> **QUOTED PASSAGE**
/---

Savarkar, too, wrote about unity across castes in a pamphlet titled 'Oh, Martyrs' that he distributed in May 1908 at an event in London.

The next year, he published an elaboration of this work; the book was titled The Indian War of Independence of 1857. This was first time that events of 1857-58 were termed as a ‘war’ for independence by Savarkar, or for that matter, by anyone.  

Savarkar wrote that the ‘war’ against the British was universal because “men of different religions, men of different castes” fought unitedly.

This underscoring of nationalists of different castes combining to fight the emerging imperial power is of importance in the context of the Sangh Parivar’s struggles in forging pan-Hindu unity across caste lines. 

In the late 1920s, by when Savarkar was released from jail but confined within the Ratnagiri district and disallowed participation in political activity, he played a leading part in the temple-entry movement, a campaign to permit ‘untouchables’ to enter Hindu temples.

An extensive exchange of letters between him and British officials followed; they accused that his speeches calling for temple-entry to all, implicitly called for raising a Hindu Sangathan, and thereby, was a political act. 

The RSS, although its formation was inspired by Savarkar’s Essentials of Hindutva, did not for long work towards eliminating caste-based discrimination. Contrarily, its leadership was, and has been dominated by 'upper castes'. 

All six Sarsanghchalaks (chiefs) of the RSS from 1925 onwards were (and are) from the so-called 'upper castes': five Brahmins and one Rajput. The second RSS chief, MS Golwalkar, at the organisation’s helm for the longest period (1940-1973), firmly believed in sanatani philosophy and the entrenched caste order.

\---

> **RAW RECORDS**
/---

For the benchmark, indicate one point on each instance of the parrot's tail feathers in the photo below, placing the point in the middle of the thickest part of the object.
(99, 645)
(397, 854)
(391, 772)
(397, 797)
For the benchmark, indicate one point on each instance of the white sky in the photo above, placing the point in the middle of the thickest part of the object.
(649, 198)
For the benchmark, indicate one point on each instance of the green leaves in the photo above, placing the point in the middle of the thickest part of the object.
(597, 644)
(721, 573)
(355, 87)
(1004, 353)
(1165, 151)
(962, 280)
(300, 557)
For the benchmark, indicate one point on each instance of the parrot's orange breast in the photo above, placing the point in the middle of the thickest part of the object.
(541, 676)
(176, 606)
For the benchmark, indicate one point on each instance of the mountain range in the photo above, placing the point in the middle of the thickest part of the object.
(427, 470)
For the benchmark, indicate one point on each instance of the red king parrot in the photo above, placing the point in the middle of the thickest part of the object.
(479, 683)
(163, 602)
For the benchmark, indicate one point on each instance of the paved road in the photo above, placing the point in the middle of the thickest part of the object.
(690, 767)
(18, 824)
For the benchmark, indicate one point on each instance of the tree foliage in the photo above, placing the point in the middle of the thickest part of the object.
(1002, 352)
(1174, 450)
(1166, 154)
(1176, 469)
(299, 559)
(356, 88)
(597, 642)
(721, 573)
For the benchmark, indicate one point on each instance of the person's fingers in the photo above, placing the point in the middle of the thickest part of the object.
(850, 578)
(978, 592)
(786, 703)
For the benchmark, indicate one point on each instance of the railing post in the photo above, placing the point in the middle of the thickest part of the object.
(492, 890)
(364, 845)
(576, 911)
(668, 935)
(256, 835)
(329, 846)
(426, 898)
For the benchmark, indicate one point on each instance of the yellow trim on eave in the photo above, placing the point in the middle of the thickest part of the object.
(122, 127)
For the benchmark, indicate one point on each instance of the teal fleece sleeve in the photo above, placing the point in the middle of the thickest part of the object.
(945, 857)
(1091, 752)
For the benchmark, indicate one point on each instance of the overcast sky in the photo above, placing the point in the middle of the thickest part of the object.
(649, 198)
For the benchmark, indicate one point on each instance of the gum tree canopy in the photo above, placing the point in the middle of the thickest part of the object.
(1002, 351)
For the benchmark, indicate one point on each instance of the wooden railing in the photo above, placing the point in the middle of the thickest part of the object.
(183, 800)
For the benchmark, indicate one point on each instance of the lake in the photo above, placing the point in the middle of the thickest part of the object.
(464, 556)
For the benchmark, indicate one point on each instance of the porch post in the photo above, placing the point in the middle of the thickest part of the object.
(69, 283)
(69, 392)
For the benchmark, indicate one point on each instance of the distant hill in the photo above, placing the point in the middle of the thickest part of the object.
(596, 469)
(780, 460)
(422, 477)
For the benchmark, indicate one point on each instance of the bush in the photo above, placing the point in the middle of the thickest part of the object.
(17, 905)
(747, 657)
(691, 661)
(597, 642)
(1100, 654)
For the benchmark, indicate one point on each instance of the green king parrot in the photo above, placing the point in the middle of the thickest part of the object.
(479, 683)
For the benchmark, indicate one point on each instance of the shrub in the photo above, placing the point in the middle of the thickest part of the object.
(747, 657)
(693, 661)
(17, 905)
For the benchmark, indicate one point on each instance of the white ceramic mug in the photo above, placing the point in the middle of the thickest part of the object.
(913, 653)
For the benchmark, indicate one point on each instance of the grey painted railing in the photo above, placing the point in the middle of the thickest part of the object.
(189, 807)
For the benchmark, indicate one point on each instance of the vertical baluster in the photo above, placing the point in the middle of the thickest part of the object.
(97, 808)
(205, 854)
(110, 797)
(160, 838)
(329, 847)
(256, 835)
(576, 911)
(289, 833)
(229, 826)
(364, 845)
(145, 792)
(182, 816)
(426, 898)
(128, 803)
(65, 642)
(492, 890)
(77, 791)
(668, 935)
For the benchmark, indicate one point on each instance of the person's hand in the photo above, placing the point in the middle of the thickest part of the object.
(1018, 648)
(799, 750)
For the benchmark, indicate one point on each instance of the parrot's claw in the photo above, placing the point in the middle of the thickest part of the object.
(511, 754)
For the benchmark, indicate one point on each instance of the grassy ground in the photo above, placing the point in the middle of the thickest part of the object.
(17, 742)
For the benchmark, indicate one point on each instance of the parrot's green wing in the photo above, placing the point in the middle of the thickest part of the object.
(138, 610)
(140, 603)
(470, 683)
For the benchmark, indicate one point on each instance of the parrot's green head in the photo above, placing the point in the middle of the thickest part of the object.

\---

> **TASK DIRECTIONS**
In the text about Savarkar, what was the title of the pamphlet he distributed at a London event in May 1908?

> **ANSWER FOR THIS EXERCISE**
'Oh, Martyrs'